*EXCERPT TO READ*.
════

9 simple ways to make breakfast count

Although breakfast is the easiest meal of the day, many people skip it or make poor food choices. Why is a good breakfast vital? It's your best chance to add fibre to your diet and fuels the energy needed to start your morning. Here are nine simple ways to make breakfast count.

9 simple ways to make breakfast count

1. Eat breakfast at home

You may not be able to avoid restaurants altogether, but breakfast is one meal you should almost always eat at home. Here's why:

  • Diner-style breakfasts can include 1,000 calories or more with astronomical amounts of carbohydrates and fat.
  • A "healthy" whole-wheat bagel with light cream cheese from a bagel shop may contain up to 67 grams of carbs, 450 calories and nine grams of fat.

Compare that to what you might eat at home:

  • Breakfast at home could consist of 125 grams (half a cup) of oatmeal with raisins and 250 millilitres (one cup) of skim milk, which contains a mere 12 grams of carbs, 195 calories and three grams of fat.

What's more, breakfast foods are (for the price) relatively expensive when you eat out often.

  • Doing the math, a two-dollar bagel each weekday morning adds up to over five hundred dollars at the end of the year. No doubt you can think of some other way you'd rather spend the money.

2. Top your cereal with fruit

Start out with a cereal that contains at least five grams of fibre per serving. Why? Recent studies have found that people who regularly eat whole-grain cereal gain less weight than people who don't.

════

*PROVIDED MATERIAL*.
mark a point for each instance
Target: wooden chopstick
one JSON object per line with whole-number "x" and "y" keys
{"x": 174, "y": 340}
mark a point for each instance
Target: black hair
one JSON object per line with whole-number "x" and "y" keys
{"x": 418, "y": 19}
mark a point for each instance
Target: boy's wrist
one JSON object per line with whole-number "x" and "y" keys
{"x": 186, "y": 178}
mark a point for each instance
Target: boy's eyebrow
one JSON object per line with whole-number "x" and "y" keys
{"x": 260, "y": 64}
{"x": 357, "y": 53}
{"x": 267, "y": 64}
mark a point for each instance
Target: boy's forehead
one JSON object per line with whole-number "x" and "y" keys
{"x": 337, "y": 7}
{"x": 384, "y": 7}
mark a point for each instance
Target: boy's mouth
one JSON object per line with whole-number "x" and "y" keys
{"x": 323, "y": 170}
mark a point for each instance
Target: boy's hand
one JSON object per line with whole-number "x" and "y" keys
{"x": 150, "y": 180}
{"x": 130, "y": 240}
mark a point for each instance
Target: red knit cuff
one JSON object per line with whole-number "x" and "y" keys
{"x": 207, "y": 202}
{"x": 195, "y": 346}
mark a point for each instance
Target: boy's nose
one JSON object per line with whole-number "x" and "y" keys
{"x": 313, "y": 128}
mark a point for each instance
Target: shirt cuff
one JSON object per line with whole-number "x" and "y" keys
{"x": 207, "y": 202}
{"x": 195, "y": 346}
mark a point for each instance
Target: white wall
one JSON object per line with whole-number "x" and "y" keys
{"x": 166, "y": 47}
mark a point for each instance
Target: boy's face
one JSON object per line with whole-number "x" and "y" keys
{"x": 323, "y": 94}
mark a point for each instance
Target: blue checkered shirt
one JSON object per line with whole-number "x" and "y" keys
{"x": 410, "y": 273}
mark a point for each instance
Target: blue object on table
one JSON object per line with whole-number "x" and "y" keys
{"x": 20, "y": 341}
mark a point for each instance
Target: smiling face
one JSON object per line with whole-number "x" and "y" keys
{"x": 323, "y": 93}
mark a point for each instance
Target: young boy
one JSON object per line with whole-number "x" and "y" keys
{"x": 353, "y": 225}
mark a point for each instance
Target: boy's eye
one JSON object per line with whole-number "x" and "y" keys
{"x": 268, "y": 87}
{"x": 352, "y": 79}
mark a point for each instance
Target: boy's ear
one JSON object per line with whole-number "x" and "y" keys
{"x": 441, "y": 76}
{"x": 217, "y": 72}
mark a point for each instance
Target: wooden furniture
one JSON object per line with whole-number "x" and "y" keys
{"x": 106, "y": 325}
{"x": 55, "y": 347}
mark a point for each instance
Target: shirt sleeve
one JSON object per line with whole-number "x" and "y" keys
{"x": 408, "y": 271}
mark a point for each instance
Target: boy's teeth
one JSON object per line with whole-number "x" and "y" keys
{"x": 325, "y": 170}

════

*EXERCISE 1*. Please duplicate the breakfast article word for word, starting with "You may not be" and going on through "three grams of fat.".
*EXERCISE 2*. Write the next part of the breakfast article, picking up from where it stops.

*RESPONSE AREA 1*.
You may not be able to avoid restaurants altogether, but breakfast is one meal you should almost always eat at home. Here's why:

  • Diner-style breakfasts can include 1,000 calories or more with astronomical amounts of carbohydrates and fat.
  • A "healthy" whole-wheat bagel with light cream cheese from a bagel shop may contain up to 67 grams of carbs, 450 calories and nine grams of fat.

Compare that to what you might eat at home:

  • Breakfast at home could consist of 125 grams (half a cup) of oatmeal with raisins and 250 millilitres (one cup) of skim milk, which contains a mere 12 grams of carbs, 195 calories and three grams of fat.

*RESPONSE AREA 2*.
  • To make your cereal even more diabetes-friendly – if you need to watch your blood sugar levels –  add 125 grams (half a cup) of fresh fruit, such as strawberries or blueberries.

3. Sprinkle on some flaxseed

Rich in protein and fibre, ground flaxseed is a godsend to your blood sugar as well as your heart. What's more, flaxseed is perfect on cereals and yogurt. What makes flaxseed such a benefit in your diet?

  • Flaxseeds contain fatty acids that the body uses to make omega-3 fatty acids, such as those found in fish. In turn, this can help to potentially lower your cholesterol and may actually guard against inflammation.

4. Always eat breakfast

Even if you have to monitor your blood sugar levels using a glucose meter and you discover your blood sugar is high in the morning, don't skip breakfast.

  • Research shows that forgoing a morning meal increases the risk for obesity and insulin resistance.

Aim to eat your breakfast at the same time every day, since keeping your blood sugar levels steady throughout the day means eating consistently from day to day.

5. Learn to love oatmeal

Oatmeal is one of the best breakfasts you can eat if you have diabetes or have to monitor your blood sugar levels.

  • The whole grains in oatmeal are high in fibre, which help keep blood sugar levels steady.
  • Oatmeal may also help you eat less later in the day. Moreover, people who eat oatmeal are at lower risk of developing heart disease.

When you cook steel-cut oatmeal, make a large batch.

  • Enjoy one serving, and then refrigerate the rest.
  • On weekday mornings, simply reheat in the microwave.
  • Preparing a large amount will save loads of time because steel-cut oatmeal takes as long as 50 minutes to cook.

6. Add favourite flavours

Instead of buying packets of flavoured oatmeal – which usually contain tons of added sugar, salt and uses more highly processed oats – you should make your own with a few flavour boosters thrown in for good measure.

  • Start with old-fashioned or steel-cut oats, prepared as per the package directions.
  • Next, add chopped apples or peaches for sweetness and fibre.
  • Last, before serving, include a generous sprinkling of cinnamon powder. Cinnamon is known to help lower blood sugar levels.

7. Choose plain yogurt

You can save 33 grams of carbohydrates by choosing plain, non-fat yogurt over its fruity or flavoured cousins.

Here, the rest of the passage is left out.